◆ Text extract ◆
-- -- --

Introduction
Only some 2,000 19th- and 20th-century graves remain in the remnant of the cemetery, which is located behind the college buildings, which now completely surround it. The cemetery has neatly laid-out rows of low tombs with gravel between them, with a footpath along the northern boundary, and trees along the boundary wall to the east.
www.historicengland.org.uk/listing/the-list
Summary of Garden
Sephardi Jewish cemetery, opened in 1733, the surviving portion being part of an extension of 1855.
Details
DEVELOPMENT AND EXTENT
The original Novo Cemetery of 1733 occupied a site of somewhat over three acres just to the north of the Mile End Road, about 400m east of its predecessor, the Velho of 1657, and about 3km from the old Sephardi synagogue at Bevis Marks. This area, known as Mile End Old Town, formed part of a ribbon of building that stretched east from Aldgate through Whitechapel and Stepney towards the river crossing at Bow. The cemetery was bounded to the west by Bancroft's Almshouses (later the site of the 1887 People's Palace and Queen Mary College), and to the south by what is now Mile End Road. A mortuary chapel or ohel, demolished in 1922, stood at the street entrance. A further 1.7 acres, comprising an L-shaped strip of land between the original cemetery and the Regent's Canal, were added in 1855.

-- -- --

Outline labeling records
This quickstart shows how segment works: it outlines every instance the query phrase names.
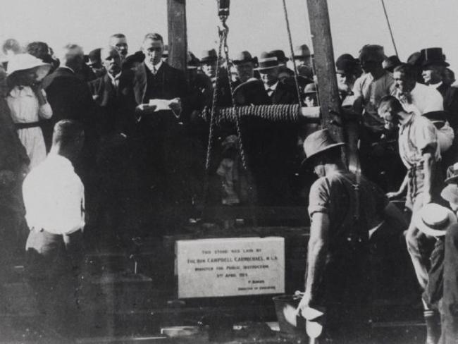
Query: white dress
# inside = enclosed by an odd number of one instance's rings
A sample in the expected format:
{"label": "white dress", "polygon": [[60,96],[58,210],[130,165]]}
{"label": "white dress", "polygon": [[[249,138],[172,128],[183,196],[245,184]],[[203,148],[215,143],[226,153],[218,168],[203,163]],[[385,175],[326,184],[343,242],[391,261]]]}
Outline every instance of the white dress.
{"label": "white dress", "polygon": [[[44,94],[44,91],[43,91]],[[37,123],[36,126],[18,130],[18,135],[30,159],[29,167],[35,167],[46,158],[46,147],[40,118],[50,118],[52,110],[49,104],[39,106],[37,96],[28,86],[15,87],[6,97],[15,123]]]}

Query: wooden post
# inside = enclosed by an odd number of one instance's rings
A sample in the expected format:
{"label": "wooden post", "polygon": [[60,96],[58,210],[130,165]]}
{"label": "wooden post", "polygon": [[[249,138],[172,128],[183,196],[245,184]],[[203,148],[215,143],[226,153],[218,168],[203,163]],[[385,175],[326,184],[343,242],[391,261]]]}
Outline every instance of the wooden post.
{"label": "wooden post", "polygon": [[186,0],[167,0],[168,26],[168,63],[186,70],[187,37],[186,35]]}
{"label": "wooden post", "polygon": [[329,129],[335,140],[343,141],[341,128],[332,123],[335,113],[340,113],[340,99],[335,78],[328,2],[326,0],[307,0],[307,8],[323,125]]}

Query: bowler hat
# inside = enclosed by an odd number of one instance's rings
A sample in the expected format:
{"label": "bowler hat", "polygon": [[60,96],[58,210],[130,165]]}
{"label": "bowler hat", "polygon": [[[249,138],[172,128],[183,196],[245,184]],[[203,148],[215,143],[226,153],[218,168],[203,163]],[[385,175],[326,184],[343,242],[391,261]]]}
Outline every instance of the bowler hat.
{"label": "bowler hat", "polygon": [[458,204],[458,185],[457,184],[449,184],[442,189],[440,197],[447,202]]}
{"label": "bowler hat", "polygon": [[254,63],[256,63],[257,62],[257,59],[256,57],[252,57],[252,54],[249,54],[249,51],[244,50],[243,51],[240,51],[237,56],[233,59],[233,63],[235,65],[239,65],[245,62],[253,62]]}
{"label": "bowler hat", "polygon": [[8,63],[8,76],[11,77],[13,74],[21,70],[35,69],[37,71],[38,79],[42,79],[46,76],[49,70],[51,65],[45,63],[39,59],[30,55],[30,54],[18,54],[13,55]]}
{"label": "bowler hat", "polygon": [[407,64],[418,67],[421,65],[421,53],[420,51],[413,52],[407,59]]}
{"label": "bowler hat", "polygon": [[458,162],[447,168],[445,183],[447,184],[458,184]]}
{"label": "bowler hat", "polygon": [[202,51],[202,57],[200,58],[201,63],[209,63],[216,62],[218,60],[218,55],[214,49],[210,50],[204,50]]}
{"label": "bowler hat", "polygon": [[392,56],[387,57],[385,60],[383,60],[382,66],[383,66],[383,69],[392,73],[393,70],[401,63],[402,62],[399,59],[399,57],[397,57],[396,55],[393,55]]}
{"label": "bowler hat", "polygon": [[335,61],[335,73],[352,74],[355,73],[358,61],[349,54],[340,55]]}
{"label": "bowler hat", "polygon": [[436,203],[428,203],[414,216],[415,226],[427,235],[434,237],[445,235],[447,230],[457,223],[452,211]]}
{"label": "bowler hat", "polygon": [[442,48],[426,48],[420,50],[421,66],[442,66],[448,67],[450,66],[445,62],[445,55],[442,52]]}
{"label": "bowler hat", "polygon": [[310,49],[307,44],[302,44],[296,47],[295,49],[295,59],[302,59],[303,57],[310,57]]}
{"label": "bowler hat", "polygon": [[283,63],[290,60],[285,56],[285,51],[280,49],[272,50],[270,54],[277,57],[279,63]]}
{"label": "bowler hat", "polygon": [[307,84],[304,89],[304,94],[314,94],[316,93],[316,85],[315,83]]}
{"label": "bowler hat", "polygon": [[275,55],[266,51],[261,54],[258,61],[259,66],[256,70],[264,70],[278,67],[278,59]]}
{"label": "bowler hat", "polygon": [[100,51],[101,50],[101,48],[97,48],[94,49],[94,50],[91,50],[89,54],[87,54],[87,58],[89,61],[87,61],[87,65],[88,66],[92,66],[93,64],[100,63],[101,61],[101,58],[100,58]]}
{"label": "bowler hat", "polygon": [[318,153],[345,145],[344,142],[334,141],[328,129],[316,131],[307,136],[304,141],[304,152],[307,157],[302,161],[302,164],[309,163],[310,158],[315,156]]}

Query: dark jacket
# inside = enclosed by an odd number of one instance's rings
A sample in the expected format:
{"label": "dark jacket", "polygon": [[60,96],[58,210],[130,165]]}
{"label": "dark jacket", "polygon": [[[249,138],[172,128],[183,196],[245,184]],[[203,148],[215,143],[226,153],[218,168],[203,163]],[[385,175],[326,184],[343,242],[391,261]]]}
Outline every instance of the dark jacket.
{"label": "dark jacket", "polygon": [[447,113],[450,126],[456,131],[458,129],[458,88],[442,82],[438,91],[444,99],[444,111]]}
{"label": "dark jacket", "polygon": [[187,82],[183,72],[163,62],[154,75],[154,85],[148,85],[150,73],[144,63],[140,65],[135,70],[133,92],[137,104],[147,104],[152,99],[173,99],[177,97],[185,103]]}
{"label": "dark jacket", "polygon": [[43,128],[47,147],[51,146],[54,125],[62,119],[80,121],[90,140],[94,134],[95,104],[87,84],[69,68],[60,67],[43,80],[43,88],[53,111]]}
{"label": "dark jacket", "polygon": [[128,135],[135,124],[135,99],[132,88],[134,73],[123,71],[118,91],[108,73],[89,82],[92,98],[97,105],[97,128],[101,135],[113,133]]}
{"label": "dark jacket", "polygon": [[271,95],[273,104],[299,104],[297,92],[294,87],[278,82],[278,85]]}

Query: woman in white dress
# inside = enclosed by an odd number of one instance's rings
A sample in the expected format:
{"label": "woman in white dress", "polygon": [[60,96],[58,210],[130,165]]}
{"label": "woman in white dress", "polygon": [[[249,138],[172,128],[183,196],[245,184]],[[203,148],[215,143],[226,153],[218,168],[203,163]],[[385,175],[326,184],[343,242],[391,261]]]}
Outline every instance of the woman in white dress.
{"label": "woman in white dress", "polygon": [[46,158],[39,120],[51,118],[52,110],[41,80],[50,68],[51,65],[28,54],[15,55],[8,63],[6,101],[19,140],[30,159],[30,169]]}

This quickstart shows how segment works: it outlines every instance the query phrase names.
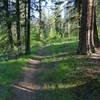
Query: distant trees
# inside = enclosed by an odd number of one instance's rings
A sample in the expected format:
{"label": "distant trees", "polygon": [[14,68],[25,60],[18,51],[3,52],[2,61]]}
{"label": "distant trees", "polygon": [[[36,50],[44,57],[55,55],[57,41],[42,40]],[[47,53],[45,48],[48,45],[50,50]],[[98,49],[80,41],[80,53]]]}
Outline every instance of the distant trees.
{"label": "distant trees", "polygon": [[99,46],[95,0],[82,0],[78,53],[90,55]]}
{"label": "distant trees", "polygon": [[27,32],[26,32],[26,44],[25,44],[25,53],[30,54],[30,19],[31,19],[31,0],[28,0],[28,15],[26,19],[26,24],[27,24]]}

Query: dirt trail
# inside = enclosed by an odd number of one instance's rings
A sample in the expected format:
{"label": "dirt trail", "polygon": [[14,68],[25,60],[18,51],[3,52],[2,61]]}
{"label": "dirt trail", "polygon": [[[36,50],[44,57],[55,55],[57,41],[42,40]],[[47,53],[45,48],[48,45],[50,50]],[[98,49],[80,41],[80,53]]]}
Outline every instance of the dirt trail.
{"label": "dirt trail", "polygon": [[14,86],[15,97],[13,100],[37,100],[34,94],[35,91],[41,90],[41,85],[36,83],[36,78],[41,69],[38,64],[41,62],[41,56],[44,48],[42,48],[36,57],[34,57],[23,69],[22,79]]}

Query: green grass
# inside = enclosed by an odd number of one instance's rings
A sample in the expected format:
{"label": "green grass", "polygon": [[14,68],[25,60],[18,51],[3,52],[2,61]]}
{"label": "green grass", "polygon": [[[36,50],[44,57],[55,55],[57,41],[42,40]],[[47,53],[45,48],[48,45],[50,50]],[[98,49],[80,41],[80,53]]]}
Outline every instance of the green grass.
{"label": "green grass", "polygon": [[27,62],[35,56],[38,50],[39,46],[35,46],[31,49],[30,55],[0,62],[0,100],[11,100],[14,96],[12,88],[20,80],[22,69],[26,67]]}
{"label": "green grass", "polygon": [[0,100],[6,100],[13,94],[11,89],[20,79],[22,68],[28,59],[20,58],[0,63]]}
{"label": "green grass", "polygon": [[44,74],[38,79],[43,100],[99,100],[100,62],[77,55],[76,49],[77,40],[53,40],[46,46],[40,64]]}

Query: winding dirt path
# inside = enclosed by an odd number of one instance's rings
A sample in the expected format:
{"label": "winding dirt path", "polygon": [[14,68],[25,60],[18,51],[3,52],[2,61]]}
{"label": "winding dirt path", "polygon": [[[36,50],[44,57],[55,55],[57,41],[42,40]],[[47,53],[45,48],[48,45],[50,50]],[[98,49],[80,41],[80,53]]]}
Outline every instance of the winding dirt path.
{"label": "winding dirt path", "polygon": [[41,90],[41,85],[37,84],[36,79],[41,73],[38,64],[43,58],[41,56],[43,51],[44,48],[23,69],[22,79],[14,86],[15,97],[13,100],[37,100],[34,92]]}

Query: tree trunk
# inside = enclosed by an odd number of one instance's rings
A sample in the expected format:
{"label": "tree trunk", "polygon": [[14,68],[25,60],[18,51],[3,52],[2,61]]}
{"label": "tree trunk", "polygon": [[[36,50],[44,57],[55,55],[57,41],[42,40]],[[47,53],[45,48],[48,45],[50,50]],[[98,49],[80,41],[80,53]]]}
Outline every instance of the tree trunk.
{"label": "tree trunk", "polygon": [[90,55],[95,52],[95,27],[94,0],[82,0],[78,53]]}
{"label": "tree trunk", "polygon": [[30,54],[30,8],[31,0],[28,0],[28,18],[27,18],[27,34],[26,34],[26,54]]}
{"label": "tree trunk", "polygon": [[11,30],[11,21],[10,21],[10,14],[9,14],[9,0],[4,0],[4,9],[5,9],[5,15],[6,15],[6,25],[7,25],[7,33],[8,33],[8,41],[11,48],[13,48],[13,36],[12,36],[12,30]]}
{"label": "tree trunk", "polygon": [[42,35],[42,0],[39,0],[39,38],[41,39]]}
{"label": "tree trunk", "polygon": [[19,0],[16,0],[16,16],[17,16],[17,21],[16,21],[17,46],[18,46],[18,55],[20,56],[22,51],[21,51],[21,38],[20,38],[20,5],[19,5]]}

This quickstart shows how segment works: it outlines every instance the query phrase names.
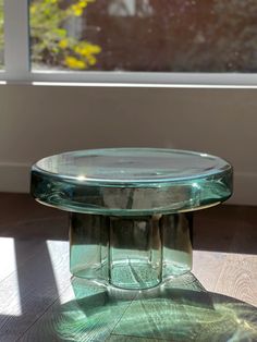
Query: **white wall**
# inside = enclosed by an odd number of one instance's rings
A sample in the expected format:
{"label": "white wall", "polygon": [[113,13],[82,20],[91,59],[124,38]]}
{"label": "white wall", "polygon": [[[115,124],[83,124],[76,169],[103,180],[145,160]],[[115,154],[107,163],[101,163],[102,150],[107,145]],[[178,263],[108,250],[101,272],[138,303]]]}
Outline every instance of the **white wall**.
{"label": "white wall", "polygon": [[219,155],[233,203],[257,205],[257,90],[0,86],[0,191],[27,192],[29,166],[64,150],[152,146]]}

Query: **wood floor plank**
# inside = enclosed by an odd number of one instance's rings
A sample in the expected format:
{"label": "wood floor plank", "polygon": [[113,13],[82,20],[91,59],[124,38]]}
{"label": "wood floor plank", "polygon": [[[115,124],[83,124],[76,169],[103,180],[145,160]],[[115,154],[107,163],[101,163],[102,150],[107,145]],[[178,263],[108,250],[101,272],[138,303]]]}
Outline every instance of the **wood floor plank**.
{"label": "wood floor plank", "polygon": [[[66,242],[41,242],[38,253],[0,283],[0,341],[16,341],[70,281]],[[17,252],[19,255],[19,252]],[[17,262],[19,264],[19,262]],[[58,281],[57,281],[58,279]]]}
{"label": "wood floor plank", "polygon": [[215,292],[257,306],[257,256],[229,254]]}

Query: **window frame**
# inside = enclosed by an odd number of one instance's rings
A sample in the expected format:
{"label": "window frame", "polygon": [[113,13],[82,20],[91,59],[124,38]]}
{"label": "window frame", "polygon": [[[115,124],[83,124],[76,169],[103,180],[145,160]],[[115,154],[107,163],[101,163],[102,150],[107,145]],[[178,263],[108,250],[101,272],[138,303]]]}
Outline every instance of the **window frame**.
{"label": "window frame", "polygon": [[4,0],[4,70],[0,72],[0,82],[146,87],[257,87],[257,74],[250,73],[33,71],[29,65],[28,3],[28,0]]}

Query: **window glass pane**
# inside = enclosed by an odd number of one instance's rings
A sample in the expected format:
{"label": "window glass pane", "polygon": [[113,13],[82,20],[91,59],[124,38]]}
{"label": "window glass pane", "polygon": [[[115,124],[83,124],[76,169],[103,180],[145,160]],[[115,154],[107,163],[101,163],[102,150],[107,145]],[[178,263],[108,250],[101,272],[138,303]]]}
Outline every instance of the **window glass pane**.
{"label": "window glass pane", "polygon": [[0,69],[3,69],[3,0],[0,0]]}
{"label": "window glass pane", "polygon": [[34,69],[257,72],[256,0],[30,0]]}

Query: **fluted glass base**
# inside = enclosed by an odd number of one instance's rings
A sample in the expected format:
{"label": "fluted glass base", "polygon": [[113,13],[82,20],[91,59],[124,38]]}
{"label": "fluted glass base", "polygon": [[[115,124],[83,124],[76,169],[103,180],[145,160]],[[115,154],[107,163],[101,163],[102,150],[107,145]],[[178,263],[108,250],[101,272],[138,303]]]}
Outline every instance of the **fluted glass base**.
{"label": "fluted glass base", "polygon": [[72,212],[71,272],[143,290],[192,269],[192,213],[109,217]]}

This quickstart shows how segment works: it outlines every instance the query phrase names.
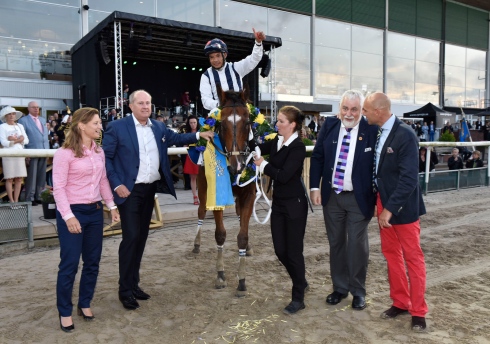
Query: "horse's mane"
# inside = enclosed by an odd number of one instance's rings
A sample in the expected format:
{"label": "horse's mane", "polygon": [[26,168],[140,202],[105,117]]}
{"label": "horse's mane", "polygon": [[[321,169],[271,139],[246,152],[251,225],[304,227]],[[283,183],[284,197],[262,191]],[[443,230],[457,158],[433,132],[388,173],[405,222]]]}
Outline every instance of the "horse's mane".
{"label": "horse's mane", "polygon": [[236,104],[246,105],[247,102],[242,97],[241,92],[226,91],[223,92],[223,99],[221,100],[221,106],[226,105],[228,102],[233,102]]}

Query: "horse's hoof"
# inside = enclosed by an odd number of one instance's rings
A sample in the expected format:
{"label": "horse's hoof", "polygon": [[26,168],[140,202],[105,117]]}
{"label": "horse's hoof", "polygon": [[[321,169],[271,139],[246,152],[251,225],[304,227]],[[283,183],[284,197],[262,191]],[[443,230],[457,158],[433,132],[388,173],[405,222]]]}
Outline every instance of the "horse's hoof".
{"label": "horse's hoof", "polygon": [[216,289],[223,289],[223,288],[226,288],[226,281],[221,279],[221,278],[217,278],[216,279],[216,283],[214,285],[214,287]]}
{"label": "horse's hoof", "polygon": [[238,297],[238,298],[242,298],[242,297],[245,297],[247,296],[247,291],[246,290],[236,290],[235,292],[235,296]]}

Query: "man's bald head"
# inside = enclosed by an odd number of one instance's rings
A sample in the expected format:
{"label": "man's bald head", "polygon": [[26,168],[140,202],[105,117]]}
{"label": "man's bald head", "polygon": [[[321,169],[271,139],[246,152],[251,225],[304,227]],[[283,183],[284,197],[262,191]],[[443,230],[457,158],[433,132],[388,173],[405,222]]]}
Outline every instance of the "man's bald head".
{"label": "man's bald head", "polygon": [[384,93],[375,92],[366,97],[362,113],[369,124],[382,126],[391,116],[391,101]]}

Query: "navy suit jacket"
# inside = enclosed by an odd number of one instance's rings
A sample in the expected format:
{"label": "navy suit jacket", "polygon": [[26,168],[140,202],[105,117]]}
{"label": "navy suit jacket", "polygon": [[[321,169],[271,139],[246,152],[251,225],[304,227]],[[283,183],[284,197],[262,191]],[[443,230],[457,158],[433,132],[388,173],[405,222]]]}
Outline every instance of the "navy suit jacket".
{"label": "navy suit jacket", "polygon": [[[196,134],[177,134],[168,129],[163,123],[151,119],[151,129],[160,153],[160,174],[175,198],[168,159],[168,147],[185,145],[197,142]],[[138,176],[140,156],[138,136],[133,116],[112,121],[107,125],[102,145],[106,158],[107,178],[111,184],[116,204],[122,204],[126,198],[121,198],[114,191],[119,185],[125,185],[131,192]]]}
{"label": "navy suit jacket", "polygon": [[[337,145],[342,144],[338,142],[340,126],[340,119],[328,117],[320,129],[311,155],[310,188],[319,188],[320,179],[323,179],[321,188],[323,206],[328,203],[332,189]],[[352,183],[357,204],[366,218],[373,217],[376,204],[376,194],[373,192],[373,161],[377,132],[377,126],[369,125],[364,117],[361,118],[352,166]]]}
{"label": "navy suit jacket", "polygon": [[393,213],[391,224],[412,223],[425,214],[418,161],[418,141],[413,129],[395,119],[381,149],[377,173],[381,203]]}

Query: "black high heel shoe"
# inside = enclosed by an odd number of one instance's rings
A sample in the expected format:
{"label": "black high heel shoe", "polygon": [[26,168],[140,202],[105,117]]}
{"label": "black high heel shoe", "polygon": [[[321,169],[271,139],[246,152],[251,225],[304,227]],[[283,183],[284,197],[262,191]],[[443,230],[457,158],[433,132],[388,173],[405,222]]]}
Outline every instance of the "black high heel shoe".
{"label": "black high heel shoe", "polygon": [[63,332],[67,332],[67,333],[70,333],[73,330],[75,330],[75,324],[71,324],[70,326],[63,326],[63,324],[61,323],[61,315],[60,315],[60,327]]}
{"label": "black high heel shoe", "polygon": [[78,307],[77,313],[79,316],[83,316],[83,320],[85,320],[85,321],[92,321],[95,318],[93,315],[85,315],[85,313],[83,313],[83,311],[80,307]]}

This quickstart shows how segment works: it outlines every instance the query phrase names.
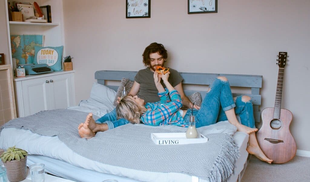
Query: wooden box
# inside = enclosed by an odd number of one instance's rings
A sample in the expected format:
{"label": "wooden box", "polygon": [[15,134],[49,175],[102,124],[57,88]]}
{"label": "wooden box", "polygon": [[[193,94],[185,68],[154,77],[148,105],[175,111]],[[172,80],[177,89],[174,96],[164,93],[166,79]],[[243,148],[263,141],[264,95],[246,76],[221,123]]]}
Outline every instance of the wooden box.
{"label": "wooden box", "polygon": [[71,71],[73,69],[72,62],[64,62],[64,71]]}
{"label": "wooden box", "polygon": [[11,13],[12,21],[23,21],[23,14],[21,12],[13,12]]}

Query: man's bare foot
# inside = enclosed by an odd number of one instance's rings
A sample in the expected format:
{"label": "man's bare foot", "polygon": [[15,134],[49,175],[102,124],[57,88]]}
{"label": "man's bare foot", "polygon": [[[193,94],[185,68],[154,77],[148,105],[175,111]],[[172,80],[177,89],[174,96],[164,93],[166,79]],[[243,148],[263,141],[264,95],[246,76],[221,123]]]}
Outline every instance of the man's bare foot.
{"label": "man's bare foot", "polygon": [[85,138],[87,139],[92,138],[95,136],[96,133],[93,132],[88,128],[88,126],[85,123],[82,123],[78,127],[78,134],[82,138]]}
{"label": "man's bare foot", "polygon": [[257,131],[258,130],[257,128],[250,128],[242,125],[239,122],[237,123],[237,125],[236,127],[237,127],[237,131],[244,132],[248,134],[250,134],[252,132]]}
{"label": "man's bare foot", "polygon": [[267,157],[258,146],[255,147],[249,145],[246,148],[246,151],[249,153],[255,155],[256,157],[263,161],[265,161],[268,163],[271,164],[273,161],[273,160]]}

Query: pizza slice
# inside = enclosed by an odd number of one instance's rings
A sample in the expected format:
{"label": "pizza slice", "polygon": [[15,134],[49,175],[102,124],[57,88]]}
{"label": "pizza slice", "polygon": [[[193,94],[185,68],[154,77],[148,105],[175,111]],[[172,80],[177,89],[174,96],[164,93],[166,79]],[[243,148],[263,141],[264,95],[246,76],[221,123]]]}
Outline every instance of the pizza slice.
{"label": "pizza slice", "polygon": [[169,69],[170,69],[170,68],[165,68],[165,67],[162,66],[156,66],[155,71],[158,73],[158,74],[165,74],[167,72],[169,71]]}

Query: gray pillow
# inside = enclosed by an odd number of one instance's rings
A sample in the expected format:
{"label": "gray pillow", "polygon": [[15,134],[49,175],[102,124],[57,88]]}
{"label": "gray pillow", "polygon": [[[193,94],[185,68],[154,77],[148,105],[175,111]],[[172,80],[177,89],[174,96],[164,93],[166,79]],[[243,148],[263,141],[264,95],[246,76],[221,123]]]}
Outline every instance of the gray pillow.
{"label": "gray pillow", "polygon": [[[187,97],[192,103],[195,103],[195,104],[198,106],[201,105],[201,95],[200,92],[195,92],[190,95],[188,95]],[[185,105],[183,105],[181,108],[181,109],[183,110],[187,110],[188,109]]]}
{"label": "gray pillow", "polygon": [[128,78],[123,78],[121,81],[121,85],[117,89],[116,91],[116,95],[115,98],[114,99],[114,102],[113,102],[113,105],[114,106],[116,106],[117,105],[117,98],[120,97],[122,96],[122,94],[123,93],[123,88],[125,87],[126,89],[126,91],[127,94],[129,93],[130,90],[131,89],[132,86],[134,85],[134,81],[131,80]]}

-- -- --

◆ Goal 1 ◆
In the cemetery text, what year was the mortuary chapel at the street entrance torn down?
◆ Goal 2 ◆
Write out the listing again, starting with the line with "Query: pizza slice" and going on through the final line of the listing, requests included, and give only those lines. Multiply each polygon coordinate in the answers by 1.85, rounding to whole numbers with halves rounded up.
The listing has no connection to the cemetery text.

◆ Full answer 1 ◆
1922

◆ Full answer 2 ◆
Query: pizza slice
# inside = enclosed by an odd number of one instance's rings
A sample in the expected format:
{"label": "pizza slice", "polygon": [[15,134],[49,175],[102,124],[57,88]]}
{"label": "pizza slice", "polygon": [[[193,94],[185,68],[154,77],[148,105],[175,111]],[[172,80],[177,89],[174,96],[164,93],[166,79]],[[243,148],[263,141],[264,95],[246,76],[221,123]]]}
Outline every instance of the pizza slice.
{"label": "pizza slice", "polygon": [[313,128],[315,128],[315,126],[305,126],[305,124],[300,122],[289,122],[287,131],[292,135],[292,137],[305,137],[309,133],[313,131]]}

Query: gray pillow
# inside = enclosed by an odd number of one instance's rings
A sample in the expected format:
{"label": "gray pillow", "polygon": [[15,134],[49,175],[102,124],[57,88]]}
{"label": "gray pillow", "polygon": [[[193,94],[185,68],[154,77],[148,105],[175,111]],[[172,80],[177,89],[174,96],[164,93],[166,79]],[[243,148],[263,141],[264,95],[246,76],[221,123]]]}
Outline every instance of the gray pillow.
{"label": "gray pillow", "polygon": [[[346,179],[355,191],[361,191],[361,192],[366,196],[372,194],[372,176],[370,170],[361,170],[352,176],[348,176]],[[342,194],[339,194],[335,200],[335,202],[339,204],[346,204],[348,202]]]}
{"label": "gray pillow", "polygon": [[237,144],[228,144],[224,150],[224,157],[216,165],[215,168],[215,176],[213,181],[211,183],[211,189],[209,189],[209,194],[211,196],[215,196],[216,194],[216,181],[222,179],[226,178],[226,174],[228,172],[228,163],[231,161],[233,165],[233,168],[235,174],[239,172],[241,167],[242,165],[244,159],[248,157],[248,150],[242,148]]}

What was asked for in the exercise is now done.